Consigna:
Responde a partir del relato sobre el sismo de 1985:
(a) ¿Qué tres sinónimos de la ansiedad da el relato?
(b) ¿A qué hora y con qué magnitud sacudió el sismo la Ciudad de México?
(c) ¿De qué organización es Alejandro Varas?

Documento:

En medio de la incertidumbre, pasando ese primer semestre de aquel 1985, mi familia y yo estábamos, sin saberlo, en la entrada de la violencia económica, endémica, si bien compartida con gran parte de la historia de Latinoamérica y que, como designio, nunca termina por ser certeza. Aunque siempre resiliente en la libertad orgánica, casual, creativa, y a pequeña escala, en lo social, en la economía informal.

En pocas semanas apareció una nueva precariedad. Pudimos paliar la inflación de 1985 en el cotidiano y ante la falta de empleo de mi padre, por primera vez tuve de compañera de cuarto a la ansiedad, novedosa, transparente, como sombra de la tarde en las paredes, símil en texturas infinitas en la ventana. Debo aclarar que mi inseguridad infantil ya había permeado desde antes, por no ser un buen jugador de futbol o cada vez que entraba a un cuarto con gente que no conocía, no lo sabía, pero ya estaba asimilando los ataques de ansiedad como una costumbre. En esos años, aún no estaba categorizado como diagnóstico generalizado y yo aún no encontraba la forma de darle contextos u otorgarle un nombre. Sus sinónimos: inseguridad, miedo, cobardía. Su consecuencia, un terremoto.

19 de septiembre de 1985, el evento que marcaría con fuego incandescente la memoria colectiva del México contemporáneo. A las 7:19 a. m., un sismo de 8.1 grados Richter sacudió la Ciudad de México, derrumbando edificios, abriendo grietas en el asfalto y dejando al descubierto la fragilidad de un sistema incapaz de responder ante la catástrofe.

«Durante tres o cuatro días hubo un vacío de poder. La gente se encargó de la organización de la ciudad», recuerda Alejandro Varas, de la Unión de Vecinos y Damnificados 19 de Septiembre.[i]

En nuestra torre de marfil de Bartolache el movimiento fue violento. Las ventanas que antes nos mostraban el Ajusco ahora vibraban como hojas en un huracán. Recuerdo el sonido de los vidrios a punto de estallar, los gritos de mi padre corriendo hacia nosotros, el crujido de la estructura. El edificio se balanceaba como un barco sin capitán en altamar y, por un instante, todo pareció detenerse.

Datos sin procesar:
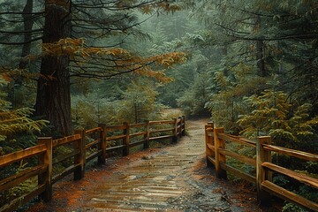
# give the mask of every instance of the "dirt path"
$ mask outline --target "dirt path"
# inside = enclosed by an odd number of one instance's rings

Respuesta completa:
(a) Inseguridad, miedo y cobardía.
(b) A las 7:19 a. m., con 8.1 grados Richter.
(c) De la Unión de Vecinos y Damnificados 19 de Septiembre.